SOURCE RECORDS |

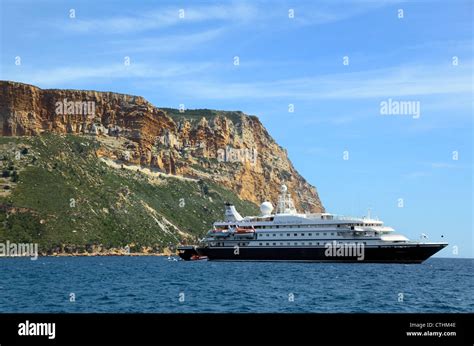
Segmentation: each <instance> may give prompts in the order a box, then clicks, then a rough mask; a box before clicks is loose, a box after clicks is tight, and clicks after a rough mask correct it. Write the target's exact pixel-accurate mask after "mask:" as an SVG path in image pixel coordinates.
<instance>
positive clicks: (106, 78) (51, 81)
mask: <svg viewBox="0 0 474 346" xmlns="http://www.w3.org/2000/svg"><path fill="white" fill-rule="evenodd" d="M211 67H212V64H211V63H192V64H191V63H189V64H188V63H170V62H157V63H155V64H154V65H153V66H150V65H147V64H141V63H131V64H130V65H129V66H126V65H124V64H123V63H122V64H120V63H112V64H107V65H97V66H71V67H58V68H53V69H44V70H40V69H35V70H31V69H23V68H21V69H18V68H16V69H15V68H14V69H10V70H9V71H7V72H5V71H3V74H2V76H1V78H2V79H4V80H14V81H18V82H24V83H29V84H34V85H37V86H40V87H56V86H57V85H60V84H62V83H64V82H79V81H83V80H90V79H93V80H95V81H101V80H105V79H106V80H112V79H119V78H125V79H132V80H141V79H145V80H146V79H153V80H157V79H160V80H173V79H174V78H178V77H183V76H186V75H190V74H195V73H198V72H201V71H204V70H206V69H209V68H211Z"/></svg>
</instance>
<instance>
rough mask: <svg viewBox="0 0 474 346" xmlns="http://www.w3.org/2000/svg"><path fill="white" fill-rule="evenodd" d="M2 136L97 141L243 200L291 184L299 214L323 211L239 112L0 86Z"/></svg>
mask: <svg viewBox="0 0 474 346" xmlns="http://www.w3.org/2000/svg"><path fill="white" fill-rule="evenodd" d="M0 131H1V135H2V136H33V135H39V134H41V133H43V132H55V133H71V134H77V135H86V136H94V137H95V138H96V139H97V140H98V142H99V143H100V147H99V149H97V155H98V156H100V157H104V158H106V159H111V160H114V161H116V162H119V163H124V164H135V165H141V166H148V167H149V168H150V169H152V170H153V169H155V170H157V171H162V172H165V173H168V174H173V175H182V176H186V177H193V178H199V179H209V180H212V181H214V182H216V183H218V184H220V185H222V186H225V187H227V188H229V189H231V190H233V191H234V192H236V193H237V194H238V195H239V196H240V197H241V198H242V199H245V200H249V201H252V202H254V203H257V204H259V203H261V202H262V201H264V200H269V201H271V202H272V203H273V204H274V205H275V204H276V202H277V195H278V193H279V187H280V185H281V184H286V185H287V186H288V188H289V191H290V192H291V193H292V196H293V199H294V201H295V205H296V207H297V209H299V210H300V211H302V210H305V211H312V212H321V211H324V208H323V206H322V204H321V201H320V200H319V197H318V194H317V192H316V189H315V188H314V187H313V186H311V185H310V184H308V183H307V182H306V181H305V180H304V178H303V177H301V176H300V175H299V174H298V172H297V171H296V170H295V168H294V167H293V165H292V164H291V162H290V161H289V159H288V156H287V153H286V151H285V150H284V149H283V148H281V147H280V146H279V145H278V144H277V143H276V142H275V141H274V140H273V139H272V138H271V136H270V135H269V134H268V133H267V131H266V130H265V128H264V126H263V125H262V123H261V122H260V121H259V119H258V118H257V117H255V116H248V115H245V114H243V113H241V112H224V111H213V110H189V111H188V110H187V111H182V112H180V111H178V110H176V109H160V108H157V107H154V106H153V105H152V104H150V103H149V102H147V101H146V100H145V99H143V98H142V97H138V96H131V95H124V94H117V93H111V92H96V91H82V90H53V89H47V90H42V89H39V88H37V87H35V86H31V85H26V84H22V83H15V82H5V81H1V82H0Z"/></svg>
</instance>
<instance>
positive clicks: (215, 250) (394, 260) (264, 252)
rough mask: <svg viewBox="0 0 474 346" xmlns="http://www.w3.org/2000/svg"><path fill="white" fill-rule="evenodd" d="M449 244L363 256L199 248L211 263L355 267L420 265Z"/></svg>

PROBLEM TO SOLVE | Here the job is to print all the data exactly, skipping any image.

FINISHED EXERCISE |
Segmentation: each <instance> may give prompts in the order a box, then clicks, then a rough mask; a box before clicks is loose, a box after clicks is tight, and clicks after a rough mask correct it. Write the target's exact pixel-accurate mask after "mask:" as an SVG path in image pixel coordinates.
<instance>
positive clicks: (106, 78) (51, 81)
mask: <svg viewBox="0 0 474 346" xmlns="http://www.w3.org/2000/svg"><path fill="white" fill-rule="evenodd" d="M211 67H212V64H211V63H192V64H191V63H189V64H188V63H170V62H157V63H155V64H154V65H153V66H150V65H147V64H141V63H131V64H130V65H129V66H126V65H124V64H123V63H122V64H120V63H112V64H107V65H97V66H71V67H58V68H53V69H44V70H40V69H35V70H31V69H23V68H21V69H18V68H16V69H15V68H14V69H10V70H9V71H7V72H5V71H3V74H2V76H1V78H2V79H4V80H14V81H18V82H24V83H29V84H34V85H37V86H40V87H56V86H57V85H60V84H62V83H64V82H79V81H83V80H90V79H93V80H95V81H101V80H105V79H106V80H112V79H119V78H125V79H132V80H141V79H145V80H146V79H153V80H157V79H160V80H173V79H174V78H178V77H183V76H186V75H190V74H195V73H198V72H201V71H204V70H206V69H209V68H211Z"/></svg>
</instance>
<instance>
rough mask: <svg viewBox="0 0 474 346" xmlns="http://www.w3.org/2000/svg"><path fill="white" fill-rule="evenodd" d="M2 136L97 141L243 200L291 184L299 214L323 211L239 112L0 86Z"/></svg>
mask: <svg viewBox="0 0 474 346" xmlns="http://www.w3.org/2000/svg"><path fill="white" fill-rule="evenodd" d="M0 131H1V135H2V136H33V135H39V134H41V133H43V132H55V133H71V134H77V135H86V136H94V137H95V138H96V139H97V140H98V142H99V143H100V147H99V149H97V155H98V156H100V157H104V158H106V159H111V160H114V161H116V162H119V163H124V164H135V165H141V166H148V167H149V168H150V169H152V170H153V169H155V170H157V171H162V172H165V173H168V174H173V175H182V176H186V177H193V178H199V179H209V180H212V181H214V182H216V183H218V184H220V185H222V186H225V187H227V188H229V189H231V190H233V191H234V192H236V193H237V194H238V195H239V196H240V197H241V198H242V199H245V200H249V201H252V202H254V203H257V204H259V203H261V202H262V201H264V200H269V201H271V202H272V203H273V204H274V205H275V204H276V202H277V195H278V193H279V187H280V185H281V184H286V185H287V186H288V188H289V191H290V192H291V193H292V196H293V199H294V201H295V205H296V207H297V209H299V210H300V211H302V210H305V211H312V212H321V211H324V208H323V206H322V204H321V201H320V200H319V197H318V194H317V192H316V189H315V188H314V187H313V186H311V185H310V184H308V183H307V182H306V181H305V180H304V178H303V177H301V176H300V175H299V174H298V172H297V171H296V170H295V168H294V167H293V165H292V164H291V162H290V161H289V159H288V156H287V153H286V151H285V150H284V149H283V148H281V147H280V146H279V145H278V144H277V143H276V142H275V141H274V140H273V139H272V138H271V136H270V135H269V134H268V133H267V131H266V130H265V128H264V126H263V125H262V123H261V122H260V121H259V119H258V118H257V117H255V116H248V115H245V114H243V113H241V112H224V111H213V110H189V111H188V110H187V111H182V112H180V111H178V110H176V109H160V108H157V107H154V106H153V105H152V104H150V103H149V102H147V101H146V100H145V99H143V98H142V97H138V96H131V95H124V94H117V93H111V92H96V91H82V90H53V89H47V90H42V89H39V88H37V87H35V86H31V85H26V84H22V83H15V82H5V81H1V82H0Z"/></svg>
</instance>
<instance>
positive clicks: (215, 250) (394, 260) (264, 252)
rough mask: <svg viewBox="0 0 474 346" xmlns="http://www.w3.org/2000/svg"><path fill="white" fill-rule="evenodd" d="M449 244L363 256L199 248L211 263L355 267L420 265Z"/></svg>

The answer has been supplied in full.